The task: Only the lines from the line holding "Target: shaker style drawer front" through the final line of the entries below are to be returned, exactly as they stand.

======== Stored data ========

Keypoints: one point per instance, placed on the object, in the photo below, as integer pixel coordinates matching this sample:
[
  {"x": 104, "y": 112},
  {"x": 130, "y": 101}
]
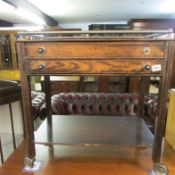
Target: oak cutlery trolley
[{"x": 99, "y": 53}]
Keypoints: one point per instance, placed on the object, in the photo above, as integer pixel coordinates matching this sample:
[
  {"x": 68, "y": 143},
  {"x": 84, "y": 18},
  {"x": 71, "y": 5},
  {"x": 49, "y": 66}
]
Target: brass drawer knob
[
  {"x": 41, "y": 66},
  {"x": 147, "y": 67},
  {"x": 41, "y": 50}
]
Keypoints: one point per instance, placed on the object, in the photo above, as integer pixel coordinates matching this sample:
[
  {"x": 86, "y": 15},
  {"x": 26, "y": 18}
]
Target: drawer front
[
  {"x": 78, "y": 67},
  {"x": 98, "y": 50}
]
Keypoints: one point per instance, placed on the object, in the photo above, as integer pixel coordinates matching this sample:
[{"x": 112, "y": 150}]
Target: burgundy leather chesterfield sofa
[{"x": 115, "y": 104}]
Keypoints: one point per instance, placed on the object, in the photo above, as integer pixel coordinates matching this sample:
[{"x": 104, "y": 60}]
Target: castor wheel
[
  {"x": 29, "y": 162},
  {"x": 159, "y": 169}
]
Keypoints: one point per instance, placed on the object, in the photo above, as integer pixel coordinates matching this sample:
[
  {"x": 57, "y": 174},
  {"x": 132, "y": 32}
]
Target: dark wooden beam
[{"x": 30, "y": 7}]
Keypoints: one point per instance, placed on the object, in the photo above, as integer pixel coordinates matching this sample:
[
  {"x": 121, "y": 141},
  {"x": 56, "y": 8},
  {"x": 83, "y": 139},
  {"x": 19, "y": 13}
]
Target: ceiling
[{"x": 91, "y": 11}]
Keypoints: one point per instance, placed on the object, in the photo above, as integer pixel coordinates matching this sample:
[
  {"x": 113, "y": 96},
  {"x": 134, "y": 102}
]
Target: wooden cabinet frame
[{"x": 36, "y": 57}]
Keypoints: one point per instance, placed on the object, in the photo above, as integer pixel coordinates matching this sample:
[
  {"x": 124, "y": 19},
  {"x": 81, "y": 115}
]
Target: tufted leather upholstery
[{"x": 104, "y": 104}]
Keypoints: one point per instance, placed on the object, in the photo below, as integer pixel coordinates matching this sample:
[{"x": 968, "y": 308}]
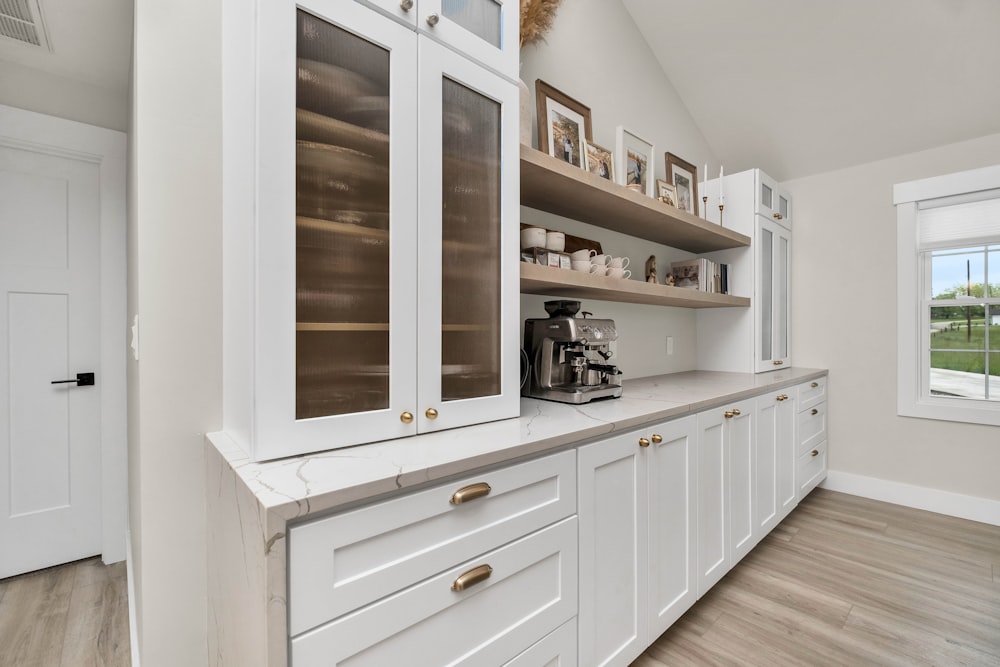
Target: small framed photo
[
  {"x": 666, "y": 192},
  {"x": 600, "y": 161},
  {"x": 634, "y": 156},
  {"x": 563, "y": 124},
  {"x": 684, "y": 177}
]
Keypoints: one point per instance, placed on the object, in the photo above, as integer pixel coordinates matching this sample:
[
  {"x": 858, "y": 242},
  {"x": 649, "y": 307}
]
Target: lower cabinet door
[
  {"x": 673, "y": 575},
  {"x": 530, "y": 591},
  {"x": 613, "y": 517},
  {"x": 557, "y": 649}
]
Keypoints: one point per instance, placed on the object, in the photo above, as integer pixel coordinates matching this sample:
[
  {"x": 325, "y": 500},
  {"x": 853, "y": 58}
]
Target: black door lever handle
[{"x": 82, "y": 380}]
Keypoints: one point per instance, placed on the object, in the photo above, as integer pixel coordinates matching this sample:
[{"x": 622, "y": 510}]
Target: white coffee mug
[
  {"x": 555, "y": 241},
  {"x": 618, "y": 272}
]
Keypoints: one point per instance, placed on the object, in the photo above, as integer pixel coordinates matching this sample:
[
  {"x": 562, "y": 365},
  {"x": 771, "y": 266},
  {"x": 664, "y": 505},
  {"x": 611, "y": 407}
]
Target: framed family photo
[
  {"x": 666, "y": 192},
  {"x": 563, "y": 125},
  {"x": 684, "y": 177},
  {"x": 634, "y": 161},
  {"x": 600, "y": 161}
]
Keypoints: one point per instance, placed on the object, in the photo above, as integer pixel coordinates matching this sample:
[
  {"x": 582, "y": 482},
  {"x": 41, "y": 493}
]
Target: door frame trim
[{"x": 108, "y": 149}]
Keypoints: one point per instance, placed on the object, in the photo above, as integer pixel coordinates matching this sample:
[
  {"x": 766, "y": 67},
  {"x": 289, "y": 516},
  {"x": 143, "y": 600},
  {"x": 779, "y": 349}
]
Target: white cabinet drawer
[
  {"x": 811, "y": 469},
  {"x": 557, "y": 649},
  {"x": 346, "y": 561},
  {"x": 531, "y": 591},
  {"x": 811, "y": 428},
  {"x": 812, "y": 393}
]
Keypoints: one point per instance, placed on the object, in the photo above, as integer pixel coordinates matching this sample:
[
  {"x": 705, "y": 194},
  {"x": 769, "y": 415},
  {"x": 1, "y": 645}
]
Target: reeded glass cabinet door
[
  {"x": 336, "y": 226},
  {"x": 468, "y": 201}
]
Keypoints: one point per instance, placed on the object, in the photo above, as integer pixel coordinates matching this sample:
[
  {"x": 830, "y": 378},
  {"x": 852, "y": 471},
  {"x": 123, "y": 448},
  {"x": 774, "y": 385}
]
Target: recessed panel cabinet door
[
  {"x": 469, "y": 201},
  {"x": 335, "y": 354}
]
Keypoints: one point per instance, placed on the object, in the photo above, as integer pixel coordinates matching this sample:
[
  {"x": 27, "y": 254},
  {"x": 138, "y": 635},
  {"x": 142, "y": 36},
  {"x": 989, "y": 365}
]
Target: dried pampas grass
[{"x": 536, "y": 19}]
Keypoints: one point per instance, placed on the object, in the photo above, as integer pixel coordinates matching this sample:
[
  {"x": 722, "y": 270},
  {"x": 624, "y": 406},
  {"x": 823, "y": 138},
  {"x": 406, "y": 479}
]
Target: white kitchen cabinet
[
  {"x": 637, "y": 526},
  {"x": 725, "y": 490},
  {"x": 364, "y": 159},
  {"x": 774, "y": 460},
  {"x": 485, "y": 30},
  {"x": 757, "y": 339}
]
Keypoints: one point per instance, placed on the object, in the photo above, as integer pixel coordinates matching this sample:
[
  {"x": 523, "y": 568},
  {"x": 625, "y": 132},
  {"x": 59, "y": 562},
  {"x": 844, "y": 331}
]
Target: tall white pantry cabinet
[
  {"x": 755, "y": 339},
  {"x": 371, "y": 192}
]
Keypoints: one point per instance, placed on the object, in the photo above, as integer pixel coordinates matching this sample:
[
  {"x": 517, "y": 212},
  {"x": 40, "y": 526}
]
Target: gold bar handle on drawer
[
  {"x": 470, "y": 492},
  {"x": 472, "y": 577}
]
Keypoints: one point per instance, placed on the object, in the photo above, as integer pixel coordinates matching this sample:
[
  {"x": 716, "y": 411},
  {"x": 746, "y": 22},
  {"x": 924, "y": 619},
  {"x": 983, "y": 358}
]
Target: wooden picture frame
[
  {"x": 600, "y": 161},
  {"x": 666, "y": 192},
  {"x": 564, "y": 124},
  {"x": 634, "y": 157},
  {"x": 684, "y": 177}
]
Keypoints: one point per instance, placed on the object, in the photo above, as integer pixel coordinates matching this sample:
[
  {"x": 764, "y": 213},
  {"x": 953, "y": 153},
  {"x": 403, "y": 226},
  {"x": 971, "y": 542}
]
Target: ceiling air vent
[{"x": 22, "y": 20}]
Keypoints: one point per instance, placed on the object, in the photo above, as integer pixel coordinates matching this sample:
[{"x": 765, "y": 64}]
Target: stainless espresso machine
[{"x": 568, "y": 356}]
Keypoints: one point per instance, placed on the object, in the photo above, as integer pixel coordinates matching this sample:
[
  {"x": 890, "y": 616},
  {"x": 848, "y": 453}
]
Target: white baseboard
[
  {"x": 133, "y": 627},
  {"x": 983, "y": 510}
]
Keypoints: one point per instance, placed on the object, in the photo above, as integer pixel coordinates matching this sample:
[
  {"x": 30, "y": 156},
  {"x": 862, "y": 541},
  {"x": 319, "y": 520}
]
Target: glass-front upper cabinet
[
  {"x": 772, "y": 315},
  {"x": 383, "y": 168},
  {"x": 484, "y": 30}
]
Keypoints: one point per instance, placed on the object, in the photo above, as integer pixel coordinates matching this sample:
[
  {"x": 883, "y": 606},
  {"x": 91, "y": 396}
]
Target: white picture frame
[{"x": 634, "y": 161}]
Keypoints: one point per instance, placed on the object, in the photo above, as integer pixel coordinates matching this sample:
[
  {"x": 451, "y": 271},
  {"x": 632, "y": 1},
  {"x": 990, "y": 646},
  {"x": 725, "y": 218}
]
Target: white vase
[{"x": 525, "y": 112}]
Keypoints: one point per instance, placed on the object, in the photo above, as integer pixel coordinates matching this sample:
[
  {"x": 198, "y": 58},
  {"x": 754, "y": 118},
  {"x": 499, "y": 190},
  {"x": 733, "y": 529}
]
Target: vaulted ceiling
[{"x": 796, "y": 87}]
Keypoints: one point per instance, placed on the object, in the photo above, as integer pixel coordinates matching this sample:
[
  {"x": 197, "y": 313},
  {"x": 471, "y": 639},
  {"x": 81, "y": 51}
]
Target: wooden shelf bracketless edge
[
  {"x": 551, "y": 281},
  {"x": 554, "y": 186}
]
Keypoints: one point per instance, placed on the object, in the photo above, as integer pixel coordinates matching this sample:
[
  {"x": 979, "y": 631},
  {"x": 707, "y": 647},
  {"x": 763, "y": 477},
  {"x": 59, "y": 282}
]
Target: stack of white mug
[{"x": 588, "y": 261}]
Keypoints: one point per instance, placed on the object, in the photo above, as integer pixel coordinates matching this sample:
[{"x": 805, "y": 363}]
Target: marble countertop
[{"x": 293, "y": 487}]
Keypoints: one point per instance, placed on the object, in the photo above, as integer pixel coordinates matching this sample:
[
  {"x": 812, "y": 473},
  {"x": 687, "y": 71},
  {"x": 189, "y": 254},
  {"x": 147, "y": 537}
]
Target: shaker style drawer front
[
  {"x": 346, "y": 561},
  {"x": 529, "y": 592},
  {"x": 812, "y": 428},
  {"x": 812, "y": 393},
  {"x": 811, "y": 469}
]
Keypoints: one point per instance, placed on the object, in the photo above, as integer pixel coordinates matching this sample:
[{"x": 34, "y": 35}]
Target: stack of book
[{"x": 701, "y": 274}]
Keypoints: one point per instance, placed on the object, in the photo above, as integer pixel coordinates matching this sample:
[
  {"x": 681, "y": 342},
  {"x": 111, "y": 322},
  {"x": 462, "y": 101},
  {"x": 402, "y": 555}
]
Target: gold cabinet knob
[
  {"x": 470, "y": 492},
  {"x": 472, "y": 577}
]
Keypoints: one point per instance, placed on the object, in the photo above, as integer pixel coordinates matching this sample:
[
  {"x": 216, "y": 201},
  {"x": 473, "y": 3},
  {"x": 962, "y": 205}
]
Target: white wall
[
  {"x": 595, "y": 54},
  {"x": 35, "y": 90},
  {"x": 176, "y": 287},
  {"x": 844, "y": 318}
]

========

Result below:
Target: shaker style drawer front
[
  {"x": 346, "y": 561},
  {"x": 529, "y": 592},
  {"x": 812, "y": 428},
  {"x": 812, "y": 393},
  {"x": 811, "y": 469}
]
Keypoints: one point per instance, placed on the object, in the photo above, as integer pixel coordinates matching this sample:
[{"x": 34, "y": 35}]
Target: stack of book
[{"x": 701, "y": 274}]
Keypoints: one point per instance, placed on the object, in the photo above, as integer pixel coordinates matching this sample:
[
  {"x": 681, "y": 342},
  {"x": 111, "y": 322},
  {"x": 462, "y": 101},
  {"x": 402, "y": 555}
]
Target: gold cabinet knob
[
  {"x": 470, "y": 492},
  {"x": 472, "y": 577}
]
Keypoints: one point per instance, placed on the object, in the photo above, as integer pixel coordinates matching this sample:
[
  {"x": 216, "y": 201},
  {"x": 473, "y": 3},
  {"x": 962, "y": 205}
]
Target: white wall
[
  {"x": 595, "y": 54},
  {"x": 35, "y": 90},
  {"x": 176, "y": 287},
  {"x": 844, "y": 318}
]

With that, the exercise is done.